Questo non dimostra direttamente che la resurrezione debba essere storicamente avvenuta, piuttosto che questo fu certamente ciò che dissero improvvisamente i primi apostoli dopo il ritrovamento del sepolcro vuoto, benché non si aspettassero nulla del genere e, come nessun altro ebreo loro contemporaneo, non lo ritenessero nemmeno concepibile (lo vedremo più avanti).


In secondo luogo, l’antichità delle fonti smentisce anche una costruzione teologica posteriore e tardiva degli eventi pasquali. Se esse contengono le stesse informazioni che saranno incluse successivamente dai vangeli, non esiste nessuna finzione leggendaria come invece sostennero David Friedrich Strauss e la teologia liberale dei secoli scorsi (guidata da Karl Barth e Rudolf Bultmann) fino alla seconda metà del XX secolo.

▶ **Obiettivo A**:
Traduci in inglese questa frase del brano sulla resurrezione: "In secondo luogo, l’antichità delle fonti smentisce anche una costruzione teologica posteriore e tardiva degli eventi pasquali."

(Voci del dataset di annotazione a punti)

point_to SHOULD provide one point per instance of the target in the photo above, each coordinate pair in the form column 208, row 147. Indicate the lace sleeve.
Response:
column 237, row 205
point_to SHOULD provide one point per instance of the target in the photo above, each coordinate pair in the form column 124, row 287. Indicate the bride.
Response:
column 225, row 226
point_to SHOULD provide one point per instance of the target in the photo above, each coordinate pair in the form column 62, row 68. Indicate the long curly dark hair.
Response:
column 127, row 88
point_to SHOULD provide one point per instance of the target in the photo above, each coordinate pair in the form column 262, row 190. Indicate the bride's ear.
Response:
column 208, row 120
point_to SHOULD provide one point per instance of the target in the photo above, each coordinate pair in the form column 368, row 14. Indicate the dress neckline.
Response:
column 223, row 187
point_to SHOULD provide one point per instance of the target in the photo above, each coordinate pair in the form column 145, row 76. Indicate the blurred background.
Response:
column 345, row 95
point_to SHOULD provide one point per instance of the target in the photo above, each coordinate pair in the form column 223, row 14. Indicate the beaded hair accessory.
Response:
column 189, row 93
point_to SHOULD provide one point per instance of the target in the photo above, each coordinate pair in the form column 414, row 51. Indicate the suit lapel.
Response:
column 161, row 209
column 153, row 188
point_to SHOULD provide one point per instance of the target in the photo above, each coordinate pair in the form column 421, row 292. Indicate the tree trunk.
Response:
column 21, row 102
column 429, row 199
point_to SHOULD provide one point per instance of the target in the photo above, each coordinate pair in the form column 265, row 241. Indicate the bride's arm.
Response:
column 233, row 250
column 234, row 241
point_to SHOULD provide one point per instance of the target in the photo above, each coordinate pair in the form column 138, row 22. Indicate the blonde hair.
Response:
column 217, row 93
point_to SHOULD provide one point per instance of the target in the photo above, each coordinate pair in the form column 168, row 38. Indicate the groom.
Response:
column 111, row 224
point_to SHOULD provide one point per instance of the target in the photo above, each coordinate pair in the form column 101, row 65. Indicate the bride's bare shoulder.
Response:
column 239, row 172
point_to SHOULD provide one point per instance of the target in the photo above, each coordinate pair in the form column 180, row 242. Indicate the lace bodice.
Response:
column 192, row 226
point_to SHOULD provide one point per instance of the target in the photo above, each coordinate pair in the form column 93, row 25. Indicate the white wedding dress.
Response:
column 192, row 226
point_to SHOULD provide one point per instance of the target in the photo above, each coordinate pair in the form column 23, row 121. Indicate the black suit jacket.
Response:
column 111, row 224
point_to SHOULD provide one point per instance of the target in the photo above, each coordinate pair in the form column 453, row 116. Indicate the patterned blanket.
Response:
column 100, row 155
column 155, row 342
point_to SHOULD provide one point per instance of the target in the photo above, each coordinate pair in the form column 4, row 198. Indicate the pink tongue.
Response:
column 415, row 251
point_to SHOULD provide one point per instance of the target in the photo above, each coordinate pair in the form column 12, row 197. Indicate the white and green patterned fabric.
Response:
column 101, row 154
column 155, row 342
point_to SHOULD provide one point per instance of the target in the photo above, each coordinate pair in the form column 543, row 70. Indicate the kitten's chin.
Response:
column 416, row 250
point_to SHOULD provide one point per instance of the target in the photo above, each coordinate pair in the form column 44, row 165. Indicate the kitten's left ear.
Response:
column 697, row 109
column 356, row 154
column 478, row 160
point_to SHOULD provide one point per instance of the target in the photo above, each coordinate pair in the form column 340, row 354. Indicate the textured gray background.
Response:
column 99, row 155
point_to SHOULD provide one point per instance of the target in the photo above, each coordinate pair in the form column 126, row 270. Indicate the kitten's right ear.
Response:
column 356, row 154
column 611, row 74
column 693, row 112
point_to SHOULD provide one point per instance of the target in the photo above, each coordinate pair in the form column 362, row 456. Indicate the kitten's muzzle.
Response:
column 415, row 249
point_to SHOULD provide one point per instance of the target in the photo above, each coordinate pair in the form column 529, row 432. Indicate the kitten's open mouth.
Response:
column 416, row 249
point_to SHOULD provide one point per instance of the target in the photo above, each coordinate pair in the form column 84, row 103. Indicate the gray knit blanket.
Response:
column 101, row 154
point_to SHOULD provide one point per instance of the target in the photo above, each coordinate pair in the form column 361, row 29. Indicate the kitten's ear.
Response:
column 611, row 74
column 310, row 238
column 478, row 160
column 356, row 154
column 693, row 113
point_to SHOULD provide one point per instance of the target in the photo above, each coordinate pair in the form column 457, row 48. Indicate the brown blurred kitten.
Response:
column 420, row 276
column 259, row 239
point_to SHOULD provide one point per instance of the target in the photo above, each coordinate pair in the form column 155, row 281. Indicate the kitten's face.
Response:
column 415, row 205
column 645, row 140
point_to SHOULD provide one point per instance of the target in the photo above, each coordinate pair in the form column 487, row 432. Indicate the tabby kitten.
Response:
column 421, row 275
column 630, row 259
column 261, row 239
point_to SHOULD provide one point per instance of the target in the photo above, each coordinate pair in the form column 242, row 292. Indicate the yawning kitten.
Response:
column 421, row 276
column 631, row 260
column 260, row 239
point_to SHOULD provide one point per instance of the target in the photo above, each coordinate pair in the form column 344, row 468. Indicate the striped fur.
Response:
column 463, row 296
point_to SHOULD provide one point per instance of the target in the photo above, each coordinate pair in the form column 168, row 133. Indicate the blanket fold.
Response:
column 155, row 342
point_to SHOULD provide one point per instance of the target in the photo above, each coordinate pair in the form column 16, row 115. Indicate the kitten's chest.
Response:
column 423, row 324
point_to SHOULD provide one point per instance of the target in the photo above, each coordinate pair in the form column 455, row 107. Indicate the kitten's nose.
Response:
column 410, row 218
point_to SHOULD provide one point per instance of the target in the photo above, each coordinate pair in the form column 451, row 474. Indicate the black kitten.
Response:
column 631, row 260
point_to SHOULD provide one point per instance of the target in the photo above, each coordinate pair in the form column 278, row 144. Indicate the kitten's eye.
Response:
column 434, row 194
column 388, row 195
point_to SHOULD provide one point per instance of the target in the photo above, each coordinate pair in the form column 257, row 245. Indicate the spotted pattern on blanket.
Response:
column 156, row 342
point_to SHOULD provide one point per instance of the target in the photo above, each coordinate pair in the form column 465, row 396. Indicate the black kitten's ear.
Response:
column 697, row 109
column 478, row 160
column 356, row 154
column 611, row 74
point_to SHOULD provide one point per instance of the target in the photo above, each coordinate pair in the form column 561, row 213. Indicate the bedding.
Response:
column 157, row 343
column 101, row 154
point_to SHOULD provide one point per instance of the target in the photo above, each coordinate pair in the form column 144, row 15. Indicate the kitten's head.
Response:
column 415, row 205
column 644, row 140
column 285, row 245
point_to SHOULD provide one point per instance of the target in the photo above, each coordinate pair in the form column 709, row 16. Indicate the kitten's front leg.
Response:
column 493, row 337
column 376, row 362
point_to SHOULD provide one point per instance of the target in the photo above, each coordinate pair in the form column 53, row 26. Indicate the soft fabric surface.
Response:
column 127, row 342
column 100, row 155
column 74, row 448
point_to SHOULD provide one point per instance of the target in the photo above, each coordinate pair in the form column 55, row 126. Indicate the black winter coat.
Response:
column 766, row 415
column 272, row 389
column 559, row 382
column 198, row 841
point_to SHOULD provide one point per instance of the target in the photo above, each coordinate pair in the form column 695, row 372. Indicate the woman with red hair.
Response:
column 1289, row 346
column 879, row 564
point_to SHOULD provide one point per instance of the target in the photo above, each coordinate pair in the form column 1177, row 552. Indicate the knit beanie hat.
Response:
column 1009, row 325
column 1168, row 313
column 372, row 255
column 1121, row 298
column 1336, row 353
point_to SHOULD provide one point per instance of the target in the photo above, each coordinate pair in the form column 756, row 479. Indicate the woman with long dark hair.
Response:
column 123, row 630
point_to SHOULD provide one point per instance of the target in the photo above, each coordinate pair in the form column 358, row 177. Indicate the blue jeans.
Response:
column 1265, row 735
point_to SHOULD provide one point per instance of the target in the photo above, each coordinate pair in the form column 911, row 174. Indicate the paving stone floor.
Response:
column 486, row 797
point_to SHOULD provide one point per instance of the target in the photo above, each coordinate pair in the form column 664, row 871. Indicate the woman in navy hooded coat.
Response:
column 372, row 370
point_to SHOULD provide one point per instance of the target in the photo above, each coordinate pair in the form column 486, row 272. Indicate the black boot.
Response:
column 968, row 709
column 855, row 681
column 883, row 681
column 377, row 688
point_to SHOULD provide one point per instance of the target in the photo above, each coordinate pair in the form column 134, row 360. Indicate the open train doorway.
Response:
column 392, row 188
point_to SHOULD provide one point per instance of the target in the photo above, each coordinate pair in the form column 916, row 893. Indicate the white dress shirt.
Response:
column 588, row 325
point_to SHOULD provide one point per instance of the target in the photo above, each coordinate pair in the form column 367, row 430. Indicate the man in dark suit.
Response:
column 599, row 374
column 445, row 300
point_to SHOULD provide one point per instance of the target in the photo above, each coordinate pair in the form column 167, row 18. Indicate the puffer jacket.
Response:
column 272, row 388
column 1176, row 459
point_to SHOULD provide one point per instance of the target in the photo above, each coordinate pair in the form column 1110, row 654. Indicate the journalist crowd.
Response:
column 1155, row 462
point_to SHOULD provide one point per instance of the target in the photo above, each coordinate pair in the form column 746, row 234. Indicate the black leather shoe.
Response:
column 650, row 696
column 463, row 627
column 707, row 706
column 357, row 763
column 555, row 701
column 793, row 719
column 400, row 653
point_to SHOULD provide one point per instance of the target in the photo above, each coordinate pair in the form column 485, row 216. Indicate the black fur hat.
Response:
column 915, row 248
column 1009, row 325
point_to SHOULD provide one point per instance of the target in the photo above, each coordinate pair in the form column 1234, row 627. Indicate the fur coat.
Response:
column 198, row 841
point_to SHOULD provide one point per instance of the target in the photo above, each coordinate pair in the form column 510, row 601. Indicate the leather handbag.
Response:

▶ **Obiettivo B**:
Riproduci senza modifiche le righe delle voci, dalla riga che contiene "the bride's ear." fino alla riga che contiene "column 208, row 120", entrambe comprese.

▶ **Risposta A**:
Secondly, the antiquity of the sources also refutes a later, belated theological construction of the Easter events.

▶ **Risposta B**:
point_to SHOULD provide one point per instance of the target in the photo above, each coordinate pair in the form column 262, row 190. Indicate the bride's ear.
Response:
column 208, row 120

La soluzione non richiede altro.